> Provided records
▬▬▬▬▬▬
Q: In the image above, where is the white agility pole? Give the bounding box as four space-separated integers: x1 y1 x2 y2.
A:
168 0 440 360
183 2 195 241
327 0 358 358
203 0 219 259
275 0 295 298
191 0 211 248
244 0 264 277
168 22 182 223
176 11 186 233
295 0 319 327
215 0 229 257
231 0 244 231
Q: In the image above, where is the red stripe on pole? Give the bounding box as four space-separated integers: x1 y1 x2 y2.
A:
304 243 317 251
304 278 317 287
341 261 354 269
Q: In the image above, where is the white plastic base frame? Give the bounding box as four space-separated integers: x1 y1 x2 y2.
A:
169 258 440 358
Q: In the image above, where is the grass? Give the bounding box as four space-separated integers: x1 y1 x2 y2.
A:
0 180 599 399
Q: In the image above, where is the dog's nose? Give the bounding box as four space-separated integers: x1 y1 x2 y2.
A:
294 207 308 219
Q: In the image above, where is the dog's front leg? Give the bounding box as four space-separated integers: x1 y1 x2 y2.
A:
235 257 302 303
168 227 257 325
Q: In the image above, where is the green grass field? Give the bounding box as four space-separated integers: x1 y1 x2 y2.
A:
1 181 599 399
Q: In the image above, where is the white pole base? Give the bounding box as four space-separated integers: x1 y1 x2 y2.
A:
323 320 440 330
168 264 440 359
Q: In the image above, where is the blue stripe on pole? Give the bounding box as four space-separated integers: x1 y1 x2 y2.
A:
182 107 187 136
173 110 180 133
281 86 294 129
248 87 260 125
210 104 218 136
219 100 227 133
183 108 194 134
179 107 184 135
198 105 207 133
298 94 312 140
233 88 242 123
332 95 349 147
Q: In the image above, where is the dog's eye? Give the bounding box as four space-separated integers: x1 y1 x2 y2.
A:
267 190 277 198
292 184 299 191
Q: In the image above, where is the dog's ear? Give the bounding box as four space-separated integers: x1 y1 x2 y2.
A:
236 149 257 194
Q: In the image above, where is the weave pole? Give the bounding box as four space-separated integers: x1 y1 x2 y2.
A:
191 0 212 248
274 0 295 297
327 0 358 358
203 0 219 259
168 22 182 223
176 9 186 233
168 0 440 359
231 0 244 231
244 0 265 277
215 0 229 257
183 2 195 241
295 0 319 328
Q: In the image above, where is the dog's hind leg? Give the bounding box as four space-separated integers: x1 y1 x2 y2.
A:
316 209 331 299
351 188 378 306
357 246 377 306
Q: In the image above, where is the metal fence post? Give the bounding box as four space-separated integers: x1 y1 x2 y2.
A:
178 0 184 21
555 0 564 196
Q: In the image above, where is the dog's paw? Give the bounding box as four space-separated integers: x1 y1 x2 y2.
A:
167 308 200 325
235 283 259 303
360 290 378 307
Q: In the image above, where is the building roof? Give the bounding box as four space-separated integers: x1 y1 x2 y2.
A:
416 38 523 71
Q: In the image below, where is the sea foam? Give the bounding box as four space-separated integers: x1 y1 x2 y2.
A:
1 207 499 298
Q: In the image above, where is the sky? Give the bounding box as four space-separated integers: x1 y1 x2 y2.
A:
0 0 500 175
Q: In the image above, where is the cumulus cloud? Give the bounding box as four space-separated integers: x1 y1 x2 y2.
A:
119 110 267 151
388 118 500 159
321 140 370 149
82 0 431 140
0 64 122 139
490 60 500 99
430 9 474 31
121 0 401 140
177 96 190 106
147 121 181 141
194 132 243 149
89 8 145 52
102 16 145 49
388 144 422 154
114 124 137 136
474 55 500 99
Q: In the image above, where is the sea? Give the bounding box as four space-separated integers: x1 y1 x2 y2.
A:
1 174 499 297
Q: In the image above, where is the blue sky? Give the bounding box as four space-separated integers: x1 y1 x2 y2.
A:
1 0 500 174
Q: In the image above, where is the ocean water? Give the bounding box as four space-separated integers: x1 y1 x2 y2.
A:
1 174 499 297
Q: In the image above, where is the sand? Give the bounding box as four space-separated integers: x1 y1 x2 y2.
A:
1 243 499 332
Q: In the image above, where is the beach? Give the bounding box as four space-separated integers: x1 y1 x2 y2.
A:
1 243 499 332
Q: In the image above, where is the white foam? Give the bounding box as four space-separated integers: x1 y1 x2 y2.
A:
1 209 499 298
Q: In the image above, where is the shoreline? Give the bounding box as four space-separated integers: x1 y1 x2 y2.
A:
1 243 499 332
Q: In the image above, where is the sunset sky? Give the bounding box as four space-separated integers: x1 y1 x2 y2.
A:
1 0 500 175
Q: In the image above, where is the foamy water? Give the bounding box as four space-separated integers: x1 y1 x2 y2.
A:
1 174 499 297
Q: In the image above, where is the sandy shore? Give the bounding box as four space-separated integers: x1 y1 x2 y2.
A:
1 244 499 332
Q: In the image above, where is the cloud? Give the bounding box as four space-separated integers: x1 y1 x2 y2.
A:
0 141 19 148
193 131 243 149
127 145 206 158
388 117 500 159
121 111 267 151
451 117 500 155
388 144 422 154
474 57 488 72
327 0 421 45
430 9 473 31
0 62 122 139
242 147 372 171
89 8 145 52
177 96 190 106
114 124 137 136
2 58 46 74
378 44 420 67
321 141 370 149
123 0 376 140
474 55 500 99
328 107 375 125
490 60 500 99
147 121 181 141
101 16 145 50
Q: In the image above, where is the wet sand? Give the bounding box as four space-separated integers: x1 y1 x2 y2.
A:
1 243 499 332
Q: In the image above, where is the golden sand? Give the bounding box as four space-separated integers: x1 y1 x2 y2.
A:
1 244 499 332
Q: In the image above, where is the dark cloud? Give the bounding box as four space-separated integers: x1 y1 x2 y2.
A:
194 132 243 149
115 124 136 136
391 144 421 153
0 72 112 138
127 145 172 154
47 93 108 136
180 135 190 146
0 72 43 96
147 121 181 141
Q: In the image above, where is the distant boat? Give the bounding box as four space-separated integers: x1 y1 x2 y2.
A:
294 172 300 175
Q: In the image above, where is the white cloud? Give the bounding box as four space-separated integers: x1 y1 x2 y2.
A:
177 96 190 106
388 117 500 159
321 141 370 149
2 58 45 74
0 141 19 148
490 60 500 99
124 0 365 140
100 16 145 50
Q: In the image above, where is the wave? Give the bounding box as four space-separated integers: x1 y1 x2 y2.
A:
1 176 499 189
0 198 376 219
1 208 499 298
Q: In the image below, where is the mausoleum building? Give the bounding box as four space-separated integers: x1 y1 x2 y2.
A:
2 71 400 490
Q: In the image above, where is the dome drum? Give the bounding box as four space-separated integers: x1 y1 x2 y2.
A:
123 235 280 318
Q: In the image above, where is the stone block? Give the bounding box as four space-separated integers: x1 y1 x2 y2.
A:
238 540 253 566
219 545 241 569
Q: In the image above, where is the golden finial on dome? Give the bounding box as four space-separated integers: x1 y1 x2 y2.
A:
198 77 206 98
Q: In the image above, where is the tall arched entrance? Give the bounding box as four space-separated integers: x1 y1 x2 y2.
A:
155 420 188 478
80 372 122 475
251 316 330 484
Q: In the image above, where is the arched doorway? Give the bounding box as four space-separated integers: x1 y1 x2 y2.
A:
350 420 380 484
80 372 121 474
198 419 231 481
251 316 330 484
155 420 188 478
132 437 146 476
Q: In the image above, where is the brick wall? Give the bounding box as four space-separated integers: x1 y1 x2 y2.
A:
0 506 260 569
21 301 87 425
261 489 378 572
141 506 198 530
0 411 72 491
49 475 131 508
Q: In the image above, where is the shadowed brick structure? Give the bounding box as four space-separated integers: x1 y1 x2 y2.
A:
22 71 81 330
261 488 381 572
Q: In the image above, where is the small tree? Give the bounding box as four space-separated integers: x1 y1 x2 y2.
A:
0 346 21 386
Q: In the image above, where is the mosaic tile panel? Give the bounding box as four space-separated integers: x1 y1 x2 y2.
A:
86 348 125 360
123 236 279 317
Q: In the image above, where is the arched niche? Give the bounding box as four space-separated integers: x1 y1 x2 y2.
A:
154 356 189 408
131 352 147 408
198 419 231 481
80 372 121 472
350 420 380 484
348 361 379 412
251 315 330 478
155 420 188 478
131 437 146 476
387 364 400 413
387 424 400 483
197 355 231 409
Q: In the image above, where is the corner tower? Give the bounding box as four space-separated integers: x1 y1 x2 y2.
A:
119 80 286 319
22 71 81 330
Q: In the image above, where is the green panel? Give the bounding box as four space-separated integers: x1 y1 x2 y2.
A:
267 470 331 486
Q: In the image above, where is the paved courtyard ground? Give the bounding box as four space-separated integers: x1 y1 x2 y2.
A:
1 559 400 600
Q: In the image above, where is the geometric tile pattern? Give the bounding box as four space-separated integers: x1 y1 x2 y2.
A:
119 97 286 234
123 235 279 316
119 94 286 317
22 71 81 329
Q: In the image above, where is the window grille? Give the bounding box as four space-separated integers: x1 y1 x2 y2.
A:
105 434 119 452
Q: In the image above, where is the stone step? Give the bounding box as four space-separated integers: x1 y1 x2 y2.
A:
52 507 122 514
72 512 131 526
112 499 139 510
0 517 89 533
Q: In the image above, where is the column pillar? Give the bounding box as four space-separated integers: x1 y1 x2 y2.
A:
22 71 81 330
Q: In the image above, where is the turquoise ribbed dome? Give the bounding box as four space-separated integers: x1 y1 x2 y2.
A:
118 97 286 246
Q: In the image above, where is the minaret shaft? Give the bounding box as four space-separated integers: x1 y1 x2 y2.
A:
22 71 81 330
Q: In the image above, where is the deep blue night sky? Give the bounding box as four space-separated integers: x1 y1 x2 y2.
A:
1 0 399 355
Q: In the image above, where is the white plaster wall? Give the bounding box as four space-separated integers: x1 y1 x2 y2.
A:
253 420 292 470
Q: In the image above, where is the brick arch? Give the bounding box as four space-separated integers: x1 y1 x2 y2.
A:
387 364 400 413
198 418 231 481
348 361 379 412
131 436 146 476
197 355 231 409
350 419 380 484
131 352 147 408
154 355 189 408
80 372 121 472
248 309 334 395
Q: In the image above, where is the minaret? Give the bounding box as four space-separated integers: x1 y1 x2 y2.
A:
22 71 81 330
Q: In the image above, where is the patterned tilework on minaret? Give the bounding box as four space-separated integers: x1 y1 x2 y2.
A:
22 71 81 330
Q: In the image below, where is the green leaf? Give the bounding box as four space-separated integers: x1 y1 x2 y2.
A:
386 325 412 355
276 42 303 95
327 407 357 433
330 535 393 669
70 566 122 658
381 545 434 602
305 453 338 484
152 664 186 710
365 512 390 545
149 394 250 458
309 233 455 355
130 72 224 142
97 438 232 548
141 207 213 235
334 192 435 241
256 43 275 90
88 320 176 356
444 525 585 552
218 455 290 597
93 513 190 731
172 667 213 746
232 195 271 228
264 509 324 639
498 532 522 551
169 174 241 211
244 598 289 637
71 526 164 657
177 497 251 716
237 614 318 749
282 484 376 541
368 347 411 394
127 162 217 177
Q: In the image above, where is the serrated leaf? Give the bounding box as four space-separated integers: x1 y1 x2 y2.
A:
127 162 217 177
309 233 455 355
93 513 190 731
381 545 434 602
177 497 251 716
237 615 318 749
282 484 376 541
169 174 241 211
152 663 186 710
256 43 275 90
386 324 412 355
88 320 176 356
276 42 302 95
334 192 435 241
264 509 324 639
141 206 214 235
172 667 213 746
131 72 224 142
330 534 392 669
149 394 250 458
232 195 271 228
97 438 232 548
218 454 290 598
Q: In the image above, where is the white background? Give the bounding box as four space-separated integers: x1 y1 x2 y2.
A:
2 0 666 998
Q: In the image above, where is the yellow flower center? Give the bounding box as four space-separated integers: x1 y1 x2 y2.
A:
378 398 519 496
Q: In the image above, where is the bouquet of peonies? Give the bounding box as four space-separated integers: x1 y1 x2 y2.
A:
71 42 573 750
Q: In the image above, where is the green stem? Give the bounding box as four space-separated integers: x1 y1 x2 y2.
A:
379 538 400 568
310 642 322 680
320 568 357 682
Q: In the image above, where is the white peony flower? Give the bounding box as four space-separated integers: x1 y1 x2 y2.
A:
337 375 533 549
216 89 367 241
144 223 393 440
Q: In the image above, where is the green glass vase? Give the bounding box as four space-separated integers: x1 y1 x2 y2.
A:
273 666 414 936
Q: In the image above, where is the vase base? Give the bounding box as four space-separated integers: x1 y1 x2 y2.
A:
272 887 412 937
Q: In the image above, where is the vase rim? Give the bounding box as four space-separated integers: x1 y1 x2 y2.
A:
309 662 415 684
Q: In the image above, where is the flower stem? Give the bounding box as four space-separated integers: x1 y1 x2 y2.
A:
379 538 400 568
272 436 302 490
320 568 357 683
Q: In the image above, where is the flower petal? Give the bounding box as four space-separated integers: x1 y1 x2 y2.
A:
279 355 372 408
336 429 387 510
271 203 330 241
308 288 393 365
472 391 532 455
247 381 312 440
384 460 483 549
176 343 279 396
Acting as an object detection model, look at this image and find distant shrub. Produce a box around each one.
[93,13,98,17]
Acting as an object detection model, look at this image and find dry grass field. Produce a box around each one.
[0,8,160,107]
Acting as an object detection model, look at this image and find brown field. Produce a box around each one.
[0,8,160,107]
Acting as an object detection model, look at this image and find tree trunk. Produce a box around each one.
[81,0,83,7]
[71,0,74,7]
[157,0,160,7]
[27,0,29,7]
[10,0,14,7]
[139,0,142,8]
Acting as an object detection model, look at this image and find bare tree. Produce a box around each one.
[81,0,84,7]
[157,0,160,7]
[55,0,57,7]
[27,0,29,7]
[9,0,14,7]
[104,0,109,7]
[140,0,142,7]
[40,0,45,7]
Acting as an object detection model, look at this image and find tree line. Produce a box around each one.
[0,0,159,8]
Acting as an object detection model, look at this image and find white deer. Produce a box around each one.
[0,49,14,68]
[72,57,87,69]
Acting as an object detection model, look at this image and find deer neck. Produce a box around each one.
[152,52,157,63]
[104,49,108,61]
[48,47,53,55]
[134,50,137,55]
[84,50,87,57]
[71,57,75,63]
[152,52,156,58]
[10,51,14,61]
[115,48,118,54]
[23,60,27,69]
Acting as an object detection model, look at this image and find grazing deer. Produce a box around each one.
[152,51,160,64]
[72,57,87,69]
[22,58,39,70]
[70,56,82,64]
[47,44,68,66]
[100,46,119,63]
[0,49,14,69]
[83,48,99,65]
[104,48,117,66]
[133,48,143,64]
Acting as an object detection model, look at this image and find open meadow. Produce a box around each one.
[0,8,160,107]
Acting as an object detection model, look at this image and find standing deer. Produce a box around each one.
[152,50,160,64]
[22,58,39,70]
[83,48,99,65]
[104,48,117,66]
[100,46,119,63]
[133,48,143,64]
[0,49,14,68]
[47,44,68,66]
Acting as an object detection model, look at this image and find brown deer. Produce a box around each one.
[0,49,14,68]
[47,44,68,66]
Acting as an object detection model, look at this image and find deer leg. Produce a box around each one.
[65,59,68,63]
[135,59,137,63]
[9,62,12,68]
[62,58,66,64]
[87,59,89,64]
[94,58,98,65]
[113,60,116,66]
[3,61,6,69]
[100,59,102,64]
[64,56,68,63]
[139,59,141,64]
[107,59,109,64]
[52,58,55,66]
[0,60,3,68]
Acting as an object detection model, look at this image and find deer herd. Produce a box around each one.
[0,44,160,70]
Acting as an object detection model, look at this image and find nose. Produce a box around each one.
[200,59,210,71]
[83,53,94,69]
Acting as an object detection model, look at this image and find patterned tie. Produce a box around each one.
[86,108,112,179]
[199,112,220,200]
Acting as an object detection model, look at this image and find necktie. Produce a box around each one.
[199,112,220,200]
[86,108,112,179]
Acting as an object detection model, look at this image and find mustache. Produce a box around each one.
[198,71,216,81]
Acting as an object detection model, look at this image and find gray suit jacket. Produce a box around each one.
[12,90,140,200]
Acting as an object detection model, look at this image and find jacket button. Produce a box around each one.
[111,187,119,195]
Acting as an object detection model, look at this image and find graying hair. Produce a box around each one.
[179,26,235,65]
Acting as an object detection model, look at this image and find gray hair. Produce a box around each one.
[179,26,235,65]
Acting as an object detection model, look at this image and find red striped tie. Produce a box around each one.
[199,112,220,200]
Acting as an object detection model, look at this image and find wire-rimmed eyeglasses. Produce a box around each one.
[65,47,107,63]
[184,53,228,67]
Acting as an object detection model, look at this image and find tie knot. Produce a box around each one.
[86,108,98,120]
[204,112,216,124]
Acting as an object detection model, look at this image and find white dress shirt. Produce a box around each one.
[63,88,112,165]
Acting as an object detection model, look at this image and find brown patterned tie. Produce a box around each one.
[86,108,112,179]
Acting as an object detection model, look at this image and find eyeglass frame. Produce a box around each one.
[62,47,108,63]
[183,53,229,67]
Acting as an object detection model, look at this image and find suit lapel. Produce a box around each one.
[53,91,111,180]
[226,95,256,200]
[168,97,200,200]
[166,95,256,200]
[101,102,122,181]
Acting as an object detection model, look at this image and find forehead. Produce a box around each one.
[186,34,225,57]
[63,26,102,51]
▬▬▬▬▬▬
> Problem details
Lines of the data above that include the string "minaret" must each be copied.

> Task solution
Q: In the image above, where is the minaret shaft? Give the bounding box as four space-separated integers: x1 y1 x2 y2.
Q: In the image above, where is the minaret? Give the bounding box as four space-separated integers: x1 y1 x2 y2.
Q: In the image above, where is the patterned tilework on minaret? Give the bounding box as four space-separated integers: x1 y1 x2 y2.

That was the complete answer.